Retype the entries exactly, keeping every line intact.

##### EXERCISE INPUT

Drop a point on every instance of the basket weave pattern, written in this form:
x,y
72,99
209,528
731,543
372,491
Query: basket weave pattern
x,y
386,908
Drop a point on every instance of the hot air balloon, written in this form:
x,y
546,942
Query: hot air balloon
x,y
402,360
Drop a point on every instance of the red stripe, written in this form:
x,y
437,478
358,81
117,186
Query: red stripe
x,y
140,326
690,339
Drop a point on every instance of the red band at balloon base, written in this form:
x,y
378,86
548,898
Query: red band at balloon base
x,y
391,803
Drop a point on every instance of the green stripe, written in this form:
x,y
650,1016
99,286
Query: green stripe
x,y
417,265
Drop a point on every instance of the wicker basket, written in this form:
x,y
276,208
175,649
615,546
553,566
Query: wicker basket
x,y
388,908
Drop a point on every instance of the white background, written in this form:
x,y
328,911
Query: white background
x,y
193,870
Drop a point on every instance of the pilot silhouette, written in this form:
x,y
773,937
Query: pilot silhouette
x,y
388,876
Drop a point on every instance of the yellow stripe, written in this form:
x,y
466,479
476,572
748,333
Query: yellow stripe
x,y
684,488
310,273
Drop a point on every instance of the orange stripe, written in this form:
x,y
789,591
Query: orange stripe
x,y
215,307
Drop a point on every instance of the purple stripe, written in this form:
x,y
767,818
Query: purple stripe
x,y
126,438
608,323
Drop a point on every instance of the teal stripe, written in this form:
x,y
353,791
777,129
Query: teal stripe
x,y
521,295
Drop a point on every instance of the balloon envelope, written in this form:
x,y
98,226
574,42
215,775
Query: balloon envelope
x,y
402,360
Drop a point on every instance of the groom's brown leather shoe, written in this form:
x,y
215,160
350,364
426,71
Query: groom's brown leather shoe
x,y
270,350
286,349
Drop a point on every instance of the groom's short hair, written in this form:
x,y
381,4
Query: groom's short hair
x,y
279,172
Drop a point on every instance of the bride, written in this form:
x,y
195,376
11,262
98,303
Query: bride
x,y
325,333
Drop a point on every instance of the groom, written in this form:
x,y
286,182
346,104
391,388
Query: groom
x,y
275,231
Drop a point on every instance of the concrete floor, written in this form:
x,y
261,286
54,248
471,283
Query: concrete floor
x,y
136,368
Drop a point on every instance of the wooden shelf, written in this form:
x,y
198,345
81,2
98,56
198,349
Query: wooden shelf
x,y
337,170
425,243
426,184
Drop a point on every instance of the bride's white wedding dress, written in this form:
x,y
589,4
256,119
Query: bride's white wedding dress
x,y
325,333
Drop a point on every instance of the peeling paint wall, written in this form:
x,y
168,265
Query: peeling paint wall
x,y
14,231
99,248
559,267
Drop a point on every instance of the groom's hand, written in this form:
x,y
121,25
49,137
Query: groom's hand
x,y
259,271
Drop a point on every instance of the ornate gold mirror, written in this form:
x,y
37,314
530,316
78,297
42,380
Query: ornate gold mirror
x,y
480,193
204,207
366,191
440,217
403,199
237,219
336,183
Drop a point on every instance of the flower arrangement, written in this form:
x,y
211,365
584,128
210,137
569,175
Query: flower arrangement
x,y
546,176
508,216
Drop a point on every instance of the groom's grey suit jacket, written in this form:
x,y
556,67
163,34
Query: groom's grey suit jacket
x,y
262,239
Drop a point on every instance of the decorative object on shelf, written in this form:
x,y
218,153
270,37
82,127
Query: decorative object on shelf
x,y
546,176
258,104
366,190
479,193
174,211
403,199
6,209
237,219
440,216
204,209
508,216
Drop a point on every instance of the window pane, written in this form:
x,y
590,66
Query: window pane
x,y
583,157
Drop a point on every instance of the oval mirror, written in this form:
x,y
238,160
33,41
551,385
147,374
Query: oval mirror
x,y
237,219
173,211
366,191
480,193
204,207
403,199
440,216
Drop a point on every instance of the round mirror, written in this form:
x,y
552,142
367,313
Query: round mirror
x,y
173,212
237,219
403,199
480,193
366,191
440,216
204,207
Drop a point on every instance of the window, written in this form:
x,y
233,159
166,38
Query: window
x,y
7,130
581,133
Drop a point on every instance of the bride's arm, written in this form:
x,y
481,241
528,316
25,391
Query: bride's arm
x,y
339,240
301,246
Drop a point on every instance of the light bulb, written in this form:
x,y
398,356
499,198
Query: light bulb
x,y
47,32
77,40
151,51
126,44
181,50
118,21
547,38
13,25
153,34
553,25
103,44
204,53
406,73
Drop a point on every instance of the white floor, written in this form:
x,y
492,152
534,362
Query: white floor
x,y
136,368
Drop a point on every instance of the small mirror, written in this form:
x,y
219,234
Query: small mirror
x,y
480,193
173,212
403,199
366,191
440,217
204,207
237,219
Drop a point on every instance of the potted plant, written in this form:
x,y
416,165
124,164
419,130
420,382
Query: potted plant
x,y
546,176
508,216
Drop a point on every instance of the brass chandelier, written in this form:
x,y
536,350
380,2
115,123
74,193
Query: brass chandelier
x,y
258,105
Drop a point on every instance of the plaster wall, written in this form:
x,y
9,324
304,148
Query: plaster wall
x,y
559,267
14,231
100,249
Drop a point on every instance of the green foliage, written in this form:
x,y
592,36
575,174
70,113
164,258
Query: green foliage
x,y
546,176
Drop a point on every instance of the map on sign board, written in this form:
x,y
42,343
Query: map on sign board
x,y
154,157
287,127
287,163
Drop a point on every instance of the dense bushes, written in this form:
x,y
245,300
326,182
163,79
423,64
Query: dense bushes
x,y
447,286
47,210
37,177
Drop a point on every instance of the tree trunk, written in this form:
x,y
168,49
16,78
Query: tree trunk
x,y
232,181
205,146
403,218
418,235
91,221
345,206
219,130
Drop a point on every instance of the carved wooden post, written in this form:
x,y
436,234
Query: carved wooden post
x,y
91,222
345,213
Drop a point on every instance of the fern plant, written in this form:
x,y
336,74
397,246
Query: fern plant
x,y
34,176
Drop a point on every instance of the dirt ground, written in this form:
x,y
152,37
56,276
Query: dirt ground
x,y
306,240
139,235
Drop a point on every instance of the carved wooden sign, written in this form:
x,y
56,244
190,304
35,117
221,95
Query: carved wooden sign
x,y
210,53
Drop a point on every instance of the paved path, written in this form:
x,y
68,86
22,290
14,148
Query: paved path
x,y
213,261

##########

● **RESULT OF THE TASK**:
Drop a point on every instance of the basket weave pattern, written in this form:
x,y
72,99
209,528
731,543
372,491
Query: basket weave pattern
x,y
386,908
Drop a point on every instance of the hot air balloon, written in this form:
x,y
546,942
Query: hot air balloon
x,y
402,360
Drop a point on every instance of the red stripe, written in this form:
x,y
437,478
358,81
117,186
Query: red stripe
x,y
140,326
690,339
Drop a point on every instance of the red band at balloon base, written in this form:
x,y
378,86
548,898
Query: red band at balloon base
x,y
391,803
Drop a point on every instance of the green stripe, written in this form:
x,y
650,1016
99,286
Query: green stripe
x,y
417,265
Drop a point on every instance of the wicker basket, written in this form:
x,y
276,208
175,649
615,546
553,566
Query: wicker basket
x,y
388,908
Drop a point on every instance of the white background, written in this form:
x,y
328,911
Query: white background
x,y
193,870
Drop a point on every instance of the pilot silhouette, written in this form:
x,y
773,937
Query: pilot silhouette
x,y
388,876
Drop a point on every instance of the yellow stripe, written in this form:
x,y
466,479
476,572
748,333
Query: yellow stripe
x,y
684,488
310,273
Drop a point on every instance of the orange stripe, written in this form:
x,y
789,591
Query: orange stripe
x,y
215,307
Drop a point on every instance of the purple stripe, written in this form:
x,y
767,818
Query: purple stripe
x,y
126,438
608,323
Drop a point on every instance of the teal stripe, written in this form:
x,y
353,791
777,129
Query: teal stripe
x,y
521,295
Drop a point on every instance of the balloon envelope, written in this form:
x,y
98,226
574,42
215,775
Query: balloon envelope
x,y
402,360
Drop a point on every instance of the groom's brown leather shoe, written in this form:
x,y
215,160
350,364
426,71
Query: groom's brown leather shoe
x,y
270,350
286,349
Drop a point on every instance of the groom's short hair, written in this form:
x,y
381,4
Query: groom's short hair
x,y
279,172
Drop a point on every instance of the bride, written in this form:
x,y
195,376
11,262
98,303
Query: bride
x,y
325,333
Drop a point on every instance of the groom, written in this form:
x,y
286,182
346,104
391,388
Query: groom
x,y
275,231
Drop a point on every instance of the concrete floor, written in this form:
x,y
261,286
54,248
471,283
Query: concrete floor
x,y
136,368
Drop a point on every instance of the wooden shelf, written in this form:
x,y
198,345
81,2
98,56
198,349
Query: wooden shelf
x,y
337,170
425,243
426,184
Drop a point on every instance of the bride's white wedding dress, written in this form:
x,y
589,4
256,119
Query: bride's white wedding dress
x,y
325,333
Drop a point on every instance of the peeling paint wall, written in this form:
x,y
168,265
Query: peeling paint wall
x,y
14,231
99,248
559,267
Drop a point on every instance of the groom's hand, written in this form:
x,y
121,25
49,137
Query: groom's hand
x,y
259,271
Drop a point on every instance of the ornate gold mirror, written in this form:
x,y
37,314
530,316
78,297
42,380
Query: ornate gold mirror
x,y
480,193
204,207
366,191
440,217
403,199
237,219
336,183
Drop a point on every instance of the flower arrangement, written in this form:
x,y
211,365
584,128
210,137
569,175
Query: flower arrangement
x,y
546,176
508,216
Drop a point on every instance of the groom's grey suit jacket, written in this form:
x,y
556,67
163,34
Query: groom's grey suit jacket
x,y
262,239
Drop a point on every instance of the decorative object on shelf, written in this form:
x,y
218,153
270,37
82,127
Query: decorative object on shelf
x,y
546,176
258,104
366,190
479,193
174,211
403,199
6,209
237,219
440,216
204,209
508,216
Drop a point on every instance of the window pane, written in this form:
x,y
590,66
Query: window pane
x,y
583,157
Drop a point on every instance of the oval mirror, written in this form:
x,y
238,160
33,41
551,385
147,374
Query: oval mirror
x,y
237,219
173,211
366,191
480,193
204,207
403,199
440,216
Drop a point on every instance of the round mirror, written in this form:
x,y
552,142
367,313
Query: round mirror
x,y
173,212
237,219
403,199
480,193
366,191
440,216
204,207
Drop a point on every instance of the window, written in this form:
x,y
233,159
166,38
Query: window
x,y
7,130
581,133
Drop a point on every instance of the bride's arm, written in this form:
x,y
481,241
528,316
25,391
Query: bride's arm
x,y
339,240
301,246
Drop a point on every instance of the light bulb, written in this form:
x,y
398,356
499,198
Query: light bulb
x,y
47,32
77,40
151,51
126,44
181,50
118,21
547,38
13,25
153,34
553,25
103,44
204,53
406,73
Drop a point on every instance of the white floor, written in this form:
x,y
492,152
534,362
Query: white floor
x,y
136,368
Drop a point on every instance of the small mirror, written in this form:
x,y
219,234
Query: small mirror
x,y
480,193
173,212
403,199
366,191
440,217
204,207
237,219
Drop a point on every instance of the potted plant, written in this form:
x,y
416,165
124,164
419,130
420,382
Query: potted plant
x,y
546,176
508,216
Drop a point on every instance of the brass chandelier, written in this form:
x,y
536,350
380,2
115,123
74,193
Query: brass chandelier
x,y
258,105
Drop a point on every instance of the plaster wall, written in this form:
x,y
9,324
304,148
Query: plaster wall
x,y
559,267
14,231
100,249
Drop a point on every instance of the green foliage, written in this form:
x,y
592,36
575,174
70,113
164,258
Query: green foliage
x,y
546,176
Drop a point on every instance of the map on sign board, written in this form:
x,y
42,343
Query: map on sign board
x,y
154,157
287,127
287,163
Drop a point on every instance of the dense bushes, written in this form:
x,y
245,300
326,182
163,79
423,64
Query: dense bushes
x,y
447,286
47,210
37,177
Drop a point on every instance of the tree trunk, written in this form:
x,y
168,49
16,78
Query: tree trunk
x,y
232,181
205,146
403,218
418,235
91,221
345,206
219,130
Drop a point on every instance of the carved wooden post, written in this form:
x,y
436,234
Query: carved wooden post
x,y
91,222
345,213
Drop a point on every instance of the fern plant, written in this form:
x,y
336,74
397,246
Query: fern plant
x,y
34,176
Drop a point on every instance of the dirt ground, written in this form:
x,y
152,37
56,276
Query: dirt ground
x,y
306,240
139,235
Drop a point on every instance of the carved wooden sign, written in this form:
x,y
56,244
190,304
35,117
221,95
Query: carved wooden sign
x,y
210,53
Drop a point on every instance of the paved path, written in this form:
x,y
68,86
22,290
14,148
Query: paved path
x,y
213,261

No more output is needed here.